Transcribe the listing below word for word.

......

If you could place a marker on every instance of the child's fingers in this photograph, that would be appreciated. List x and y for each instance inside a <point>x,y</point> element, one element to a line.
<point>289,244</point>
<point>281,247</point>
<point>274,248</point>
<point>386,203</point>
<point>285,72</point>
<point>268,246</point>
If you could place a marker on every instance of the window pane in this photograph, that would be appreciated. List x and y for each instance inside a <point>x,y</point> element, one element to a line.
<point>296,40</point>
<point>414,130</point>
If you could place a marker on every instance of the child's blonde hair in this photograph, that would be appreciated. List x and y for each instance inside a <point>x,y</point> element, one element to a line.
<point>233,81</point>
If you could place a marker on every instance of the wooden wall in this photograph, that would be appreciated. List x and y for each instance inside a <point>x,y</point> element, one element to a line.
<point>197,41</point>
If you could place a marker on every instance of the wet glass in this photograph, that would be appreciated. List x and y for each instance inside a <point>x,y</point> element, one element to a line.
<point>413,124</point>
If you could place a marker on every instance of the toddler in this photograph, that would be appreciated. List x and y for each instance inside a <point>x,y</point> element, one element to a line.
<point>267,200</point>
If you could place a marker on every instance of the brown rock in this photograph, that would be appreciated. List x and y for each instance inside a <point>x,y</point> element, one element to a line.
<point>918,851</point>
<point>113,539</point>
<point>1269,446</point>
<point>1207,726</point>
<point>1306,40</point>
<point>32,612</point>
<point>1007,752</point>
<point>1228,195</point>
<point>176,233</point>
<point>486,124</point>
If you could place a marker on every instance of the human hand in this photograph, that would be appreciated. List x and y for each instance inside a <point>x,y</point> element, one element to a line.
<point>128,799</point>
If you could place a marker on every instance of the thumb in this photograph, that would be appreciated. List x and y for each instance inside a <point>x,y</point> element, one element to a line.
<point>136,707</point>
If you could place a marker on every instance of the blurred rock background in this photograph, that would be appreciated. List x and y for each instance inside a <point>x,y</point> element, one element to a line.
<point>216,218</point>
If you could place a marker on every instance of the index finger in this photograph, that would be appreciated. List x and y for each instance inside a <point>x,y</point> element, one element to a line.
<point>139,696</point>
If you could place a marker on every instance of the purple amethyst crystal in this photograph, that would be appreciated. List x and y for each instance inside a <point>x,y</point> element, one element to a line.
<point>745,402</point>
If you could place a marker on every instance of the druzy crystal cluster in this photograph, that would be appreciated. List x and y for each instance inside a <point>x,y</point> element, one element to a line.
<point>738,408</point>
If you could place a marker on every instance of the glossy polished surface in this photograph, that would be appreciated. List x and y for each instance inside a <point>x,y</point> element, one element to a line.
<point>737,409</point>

......

## Answer box:
If you could place a marker on every instance of the child's fingers in this photograph, that would be appreciated. List x and y for each instance inside a <point>x,y</point> element, one element to a line.
<point>289,244</point>
<point>281,247</point>
<point>274,248</point>
<point>386,203</point>
<point>285,72</point>
<point>268,246</point>
If you could place a marker on every instance of the window pane in this photograph, that would be appreciated. List x and y for each instance inside a <point>x,y</point> element, one element to a line.
<point>296,40</point>
<point>414,130</point>
If you could place a marker on every instance of the child's blonde hair in this photograph, that would be appreciated. List x and y for each instance inside a <point>x,y</point> element, one element to a line.
<point>233,81</point>
If you could place a marker on every instance of the wooden wall in this photograph, that would be appreciated. List x and y for each instance inside a <point>x,y</point> element, one element to a line.
<point>197,41</point>
If you could place a marker on every instance of the wet glass in this photograph, that would be appreciated. List x and y for each instance inside a <point>x,y</point> element, one element to a line.
<point>413,124</point>
If you could place a marker on every instance of the toddler in this photograph, that would be appreciated. List x and y for each instance inside a <point>x,y</point> element, one element to a line.
<point>267,200</point>
If you could place a marker on every instance of the brown rock in this photograph, that would be appreciated. List x and y for each instance inside a <point>x,y</point> element, one element to a line.
<point>918,851</point>
<point>113,539</point>
<point>1269,446</point>
<point>1207,726</point>
<point>1306,40</point>
<point>32,612</point>
<point>1007,752</point>
<point>1228,195</point>
<point>176,233</point>
<point>486,124</point>
If you could place a marker on every instance of the human hand in this photograph, that would be appreciated. List x and y for each instance inside a <point>x,y</point> element, one element to a line.
<point>128,799</point>
If you could place a marker on every instance of the thumb in this photograph, that would be appreciated. List x and y for each instance inside a <point>x,y</point> element, one element to a line.
<point>136,707</point>
If you could place a marker on every instance of the blurred rock background in this photograph, that would be appreciated. List x and y for each instance inside a <point>x,y</point> element, one element to a line.
<point>216,218</point>
If you could place a marker on every instance of the index finger in this photograph, that would be appreciated. List x and y for each instance inside a <point>x,y</point> element, one element to a line.
<point>139,696</point>
If you could place a marker on every instance of the purple amethyst crystal in this photograph, that would be appreciated. List x and y for each instance inside a <point>x,y</point> element, one element to a line.
<point>745,402</point>
If you could place a marker on every instance of the druzy crystal cluster in this photograph, that would be appreciated. List x and y for each instance inside a <point>x,y</point> element, one element to a line.
<point>738,408</point>
If you could place a marker on every instance of the glossy polished surface in this photograph, that would be appreciated. List x and y for each instance inside a <point>x,y</point> element, one element to a line.
<point>737,409</point>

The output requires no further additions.